Records of labeled points:
┄┄┄┄┄┄┄┄┄┄┄┄┄┄┄┄┄┄┄┄
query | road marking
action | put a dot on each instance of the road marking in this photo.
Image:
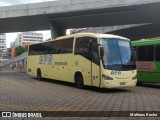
(16, 83)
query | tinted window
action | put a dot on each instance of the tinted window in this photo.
(150, 53)
(141, 53)
(88, 48)
(157, 53)
(52, 47)
(146, 53)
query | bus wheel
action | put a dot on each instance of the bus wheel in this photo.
(79, 80)
(39, 75)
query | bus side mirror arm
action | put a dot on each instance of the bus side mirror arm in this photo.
(134, 53)
(101, 51)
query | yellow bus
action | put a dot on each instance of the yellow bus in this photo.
(100, 60)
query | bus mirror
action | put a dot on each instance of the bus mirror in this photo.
(101, 51)
(134, 54)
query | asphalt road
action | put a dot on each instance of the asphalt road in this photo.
(21, 92)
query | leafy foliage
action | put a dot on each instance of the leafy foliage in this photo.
(20, 49)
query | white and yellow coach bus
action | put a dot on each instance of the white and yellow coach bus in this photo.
(99, 60)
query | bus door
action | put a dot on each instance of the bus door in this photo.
(95, 63)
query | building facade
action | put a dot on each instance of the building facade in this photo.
(3, 42)
(28, 38)
(3, 49)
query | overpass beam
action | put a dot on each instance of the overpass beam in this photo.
(56, 30)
┄┄┄┄┄┄┄┄┄┄┄┄┄┄┄┄┄┄┄┄
Problem: Output every entry exactly as given; pictures are not part of the copy.

Answer to this task:
query | road marking
action | put a dot on each instance of the road marking in this photo.
Image:
(16, 83)
query | tinted window
action | put a dot on each instance of the tinted window in this photo.
(150, 53)
(141, 53)
(88, 48)
(157, 53)
(52, 47)
(146, 53)
query | bus wheel
action | put a dot on each instance of the bus wheel in this photo.
(79, 80)
(39, 75)
query | bus side mirror arm
action | put a dot on each instance of the bus side mirror arm in this photo.
(134, 53)
(101, 51)
query | yellow bus
action | put a dot on each instance of the yellow bus in this photo.
(100, 60)
query | bus mirror
action | put a dot on each instance of the bus mirror in this photo.
(101, 51)
(134, 54)
query | asphalt road
action | put a dot on each instance of the asphalt road in this photo.
(21, 92)
query | leafy foliage
action | put a dot on each instance of the leafy foliage in this photo.
(20, 49)
query | white and yellow coach bus
action | put a dot on each instance of the white and yellow coach bus in this photo.
(99, 60)
query | bus door
action | put a dot on each instance of the bus door in this photo.
(95, 63)
query | building facade
action | put a dot on each instance of the building facade in this photo.
(3, 42)
(28, 38)
(3, 49)
query | overpass beam
action | put a dot on each instance of the overpass beam in this photo.
(56, 30)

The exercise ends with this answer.